• What to work on:
A – In the article on remote RA monitoring, why do the ACR and EULAR call for mandatory regular monitoring of disease activity? Answer in one to three sentences.
B – Edit the article on remote RA monitoring: give the part starting with "Disease activity score" and going on through "59.1 percent, respectively)." again, with "arms" replaced by "groups".
C – In the article on remote RA monitoring, turn the paragraph beginning "A total of 89 adult RA patients" into a short list that keeps its main facts.

• Passage shown:
Remote RA monitoring facilitates tight disease activity control, better quality of life
For rheumatoid arthritis (RA) patients initiating a new treatment, contactless monitoring via a smartphone application cuts down on office visits while keeping up tight control of disease activity, which in turn boosts general well-being, as shown in a study.
“The first 6 months following the initiation of disease-modifying antirheumatic drug (DMARD) treatment are critical to better control disease activity and thus adhere to the ‘treat-to-target’ (T2T) recommendations” in major guidelines, according to the investigators.
Both the American College of Rheumatology (ACR) and European League Against Rheumatism (EULAR) recommend an intensive T2T strategy that involves mandatory regular monitoring of disease activity in order to adjust treatment, prevent impairment in physical function, and improve the quality of life. [Ann Rheum Dis 2017;76:960-977]
In the 6-month study, patients who underwent connected monitoring had similar clinical outcomes as those who went through a conventional monitoring despite the lower number of intermediate physical visits among the former (0.42 vs 1.93; p<0.05), the investigators noted. [Rheumatology 2020;doi:10.1093/rheumatology/keaa462]
A total of 89 adult RA patients completed the intervention: 44 in the conventional monitoring arm (control) and 45 in the connected monitoring arm. Only two patients in the latter whereas 38 of those in the former had made at least two physical office visits over 6 months (4.4 percent vs 86.4 percent; p<0.01).
Disease activity score in 28 joints (DAS28) and Routine Assessment of Patient Index Data 3 (RAPID3) scores dropped from baseline, with no significant difference between the two arms. Likewise, the proportion of patients in remission and low-disease activity was similar, although slightly higher among conventionally monitored patients (46.5 percent vs 36.4 percent and 62.8 percent vs 59.1 percent, respectively).
“Regarding general health status, we found significant improvements in several domains after 6 months in the connected monitoring group. These patients reported a better quality of life, in particular for the role limitations due to physical health and emotional problems scores,” according to the investigators.
The connected monitoring intervention involved the use of the ‘SATIE-PR’ application installed on a smartphone provided to patients dedicated exclusively to the study. The app was connected to a physician’s interface to monitor RA patients. It also included a dynamometer to assess handgrip strength.
“We … found good adherence and a very high satisfaction rate for patients in the connected monitoring group,” the investigators said.
“This is the first time that a connected monitoring app has shown a positive effect on quality of life for RA. Moreover, the slight tendency to a reduction in disability is also very encouraging,” the investigators said.
They emphasized that the reductions in the number of physical consultations and, in turn, the number of trips to the hospital “could generate a medico-economic benefit that needs to be further investigated.”

• Provided data:
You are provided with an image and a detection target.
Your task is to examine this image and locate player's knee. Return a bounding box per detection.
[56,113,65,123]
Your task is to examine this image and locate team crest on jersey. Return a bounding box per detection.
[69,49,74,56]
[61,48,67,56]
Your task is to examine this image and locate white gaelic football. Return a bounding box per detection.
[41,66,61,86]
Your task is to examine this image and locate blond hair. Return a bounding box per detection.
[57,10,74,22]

--

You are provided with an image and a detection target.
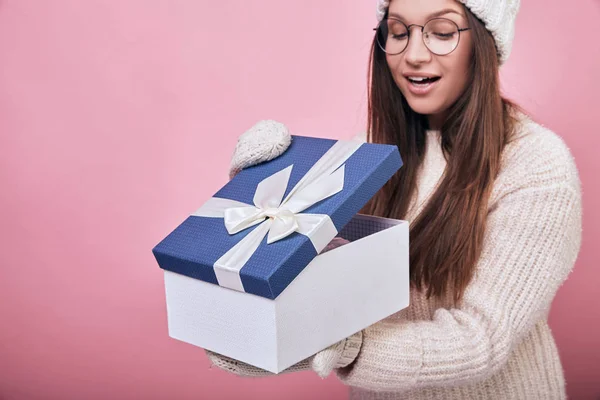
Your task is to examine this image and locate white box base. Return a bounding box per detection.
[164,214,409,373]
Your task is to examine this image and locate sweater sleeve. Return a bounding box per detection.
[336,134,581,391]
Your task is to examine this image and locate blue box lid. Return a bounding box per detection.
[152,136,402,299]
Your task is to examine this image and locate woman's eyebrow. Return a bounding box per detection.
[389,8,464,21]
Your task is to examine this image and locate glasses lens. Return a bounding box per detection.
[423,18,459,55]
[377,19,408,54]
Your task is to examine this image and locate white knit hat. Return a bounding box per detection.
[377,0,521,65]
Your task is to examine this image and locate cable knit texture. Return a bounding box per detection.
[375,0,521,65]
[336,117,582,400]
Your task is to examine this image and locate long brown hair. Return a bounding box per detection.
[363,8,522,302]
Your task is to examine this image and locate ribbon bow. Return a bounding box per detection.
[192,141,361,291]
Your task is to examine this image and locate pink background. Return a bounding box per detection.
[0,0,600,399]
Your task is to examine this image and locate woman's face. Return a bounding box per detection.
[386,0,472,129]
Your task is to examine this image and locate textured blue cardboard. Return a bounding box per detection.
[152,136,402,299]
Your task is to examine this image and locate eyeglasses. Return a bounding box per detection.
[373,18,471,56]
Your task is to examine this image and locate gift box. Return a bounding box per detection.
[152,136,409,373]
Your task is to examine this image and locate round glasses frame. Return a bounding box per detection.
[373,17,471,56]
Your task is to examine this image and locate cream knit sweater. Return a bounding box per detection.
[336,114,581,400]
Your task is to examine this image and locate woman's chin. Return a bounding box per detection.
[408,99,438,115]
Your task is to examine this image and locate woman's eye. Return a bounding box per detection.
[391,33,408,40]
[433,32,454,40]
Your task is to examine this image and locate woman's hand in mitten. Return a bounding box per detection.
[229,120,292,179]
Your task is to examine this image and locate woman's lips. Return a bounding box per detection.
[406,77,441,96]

==

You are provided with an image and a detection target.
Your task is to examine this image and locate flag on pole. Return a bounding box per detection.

• Solutions to the tasks:
A – Both groups recommend regular monitoring so that treatment can be adjusted, impairment in physical function can be prevented, and quality of life can be improved. This monitoring is part of the intensive treat-to-target strategy they advise.

B –
Disease activity score in 28 joints (DAS28) and Routine Assessment of Patient Index Data 3 (RAPID3) scores dropped from baseline, with no significant difference between the two groups. Likewise, the proportion of patients in remission and low-disease activity was similar, although slightly higher among conventionally monitored patients (46.5 percent vs 36.4 percent and 62.8 percent vs 59.1 percent, respectively).

C –
- 89 adult RA patients completed the intervention.
- 44 were in the conventional monitoring arm (control), and 45 were in the connected monitoring arm.
- Over 6 months, 38 control patients (86.4 percent) made at least two physical office visits, compared with only 2 connected-monitoring patients (4.4 percent); p<0.01.